● TASK DETAILS: Please rescale the records below, from the line containing "twig visible in the image above." through the end of the records, and give all of those lines again, the requests included and unchanged. Multiply every box coordinate in the answers by 1.6 and round each result to a whole number, with halves rounded up.

#####

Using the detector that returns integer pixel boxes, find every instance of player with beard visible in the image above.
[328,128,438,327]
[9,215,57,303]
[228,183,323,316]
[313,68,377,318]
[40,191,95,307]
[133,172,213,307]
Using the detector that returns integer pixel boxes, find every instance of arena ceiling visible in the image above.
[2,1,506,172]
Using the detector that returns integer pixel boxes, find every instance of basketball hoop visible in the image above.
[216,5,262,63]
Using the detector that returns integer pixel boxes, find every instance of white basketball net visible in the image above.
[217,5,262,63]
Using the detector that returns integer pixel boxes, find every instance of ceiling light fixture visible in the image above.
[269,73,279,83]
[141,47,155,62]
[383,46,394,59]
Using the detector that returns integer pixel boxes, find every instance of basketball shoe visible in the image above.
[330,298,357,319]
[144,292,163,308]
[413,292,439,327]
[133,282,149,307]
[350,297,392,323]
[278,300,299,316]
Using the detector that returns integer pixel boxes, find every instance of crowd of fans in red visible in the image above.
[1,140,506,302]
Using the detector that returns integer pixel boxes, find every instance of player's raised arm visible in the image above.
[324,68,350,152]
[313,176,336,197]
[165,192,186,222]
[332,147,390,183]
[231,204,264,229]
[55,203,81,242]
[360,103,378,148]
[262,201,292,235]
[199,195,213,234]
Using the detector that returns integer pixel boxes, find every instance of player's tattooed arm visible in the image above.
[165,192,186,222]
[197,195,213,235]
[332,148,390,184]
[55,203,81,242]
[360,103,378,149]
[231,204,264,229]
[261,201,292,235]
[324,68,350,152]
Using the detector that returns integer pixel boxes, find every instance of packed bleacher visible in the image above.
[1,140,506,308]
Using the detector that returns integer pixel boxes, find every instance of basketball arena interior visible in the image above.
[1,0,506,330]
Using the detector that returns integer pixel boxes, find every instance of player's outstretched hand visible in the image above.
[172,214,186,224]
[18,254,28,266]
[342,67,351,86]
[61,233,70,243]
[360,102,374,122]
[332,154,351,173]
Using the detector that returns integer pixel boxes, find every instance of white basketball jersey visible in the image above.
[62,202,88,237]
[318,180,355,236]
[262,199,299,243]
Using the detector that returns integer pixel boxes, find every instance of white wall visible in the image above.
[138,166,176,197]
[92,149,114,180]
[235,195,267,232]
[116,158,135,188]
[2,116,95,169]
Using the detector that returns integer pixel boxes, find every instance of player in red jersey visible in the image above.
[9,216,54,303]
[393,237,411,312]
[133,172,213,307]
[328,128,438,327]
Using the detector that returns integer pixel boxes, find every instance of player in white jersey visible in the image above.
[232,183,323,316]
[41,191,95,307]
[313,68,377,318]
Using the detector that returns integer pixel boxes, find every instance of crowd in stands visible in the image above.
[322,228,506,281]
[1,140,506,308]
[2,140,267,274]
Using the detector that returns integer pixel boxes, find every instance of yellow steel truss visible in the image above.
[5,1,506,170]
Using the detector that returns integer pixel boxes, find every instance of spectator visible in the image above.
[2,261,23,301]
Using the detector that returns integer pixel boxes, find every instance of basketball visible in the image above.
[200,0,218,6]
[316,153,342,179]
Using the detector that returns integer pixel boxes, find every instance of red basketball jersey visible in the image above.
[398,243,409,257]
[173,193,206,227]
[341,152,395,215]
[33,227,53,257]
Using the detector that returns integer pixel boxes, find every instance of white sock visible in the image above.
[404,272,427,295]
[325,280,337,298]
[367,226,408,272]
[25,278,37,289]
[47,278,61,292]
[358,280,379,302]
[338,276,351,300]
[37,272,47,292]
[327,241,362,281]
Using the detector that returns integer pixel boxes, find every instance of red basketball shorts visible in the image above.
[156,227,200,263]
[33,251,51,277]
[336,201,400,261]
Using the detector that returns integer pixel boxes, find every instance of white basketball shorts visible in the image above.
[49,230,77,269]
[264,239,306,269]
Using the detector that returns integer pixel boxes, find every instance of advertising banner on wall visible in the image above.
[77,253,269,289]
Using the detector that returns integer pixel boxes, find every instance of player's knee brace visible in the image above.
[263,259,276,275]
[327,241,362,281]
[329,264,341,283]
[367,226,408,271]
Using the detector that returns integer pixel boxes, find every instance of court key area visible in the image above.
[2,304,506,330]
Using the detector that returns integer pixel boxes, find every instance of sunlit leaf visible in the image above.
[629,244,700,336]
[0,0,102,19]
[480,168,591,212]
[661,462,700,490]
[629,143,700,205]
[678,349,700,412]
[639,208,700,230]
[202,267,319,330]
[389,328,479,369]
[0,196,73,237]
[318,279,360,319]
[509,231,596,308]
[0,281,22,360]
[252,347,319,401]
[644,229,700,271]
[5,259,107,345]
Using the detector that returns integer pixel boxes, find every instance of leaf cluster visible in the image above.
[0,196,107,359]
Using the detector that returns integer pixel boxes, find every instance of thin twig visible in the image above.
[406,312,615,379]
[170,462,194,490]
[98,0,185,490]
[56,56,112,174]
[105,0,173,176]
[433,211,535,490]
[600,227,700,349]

#####

● WORKED ANSWER:
Using the detector that returns integer pixel boxes, find every instance of thin twig visible in the image above.
[650,499,984,606]
[272,739,310,784]
[157,0,296,784]
[90,90,179,278]
[168,0,277,282]
[693,338,856,784]
[960,363,1120,558]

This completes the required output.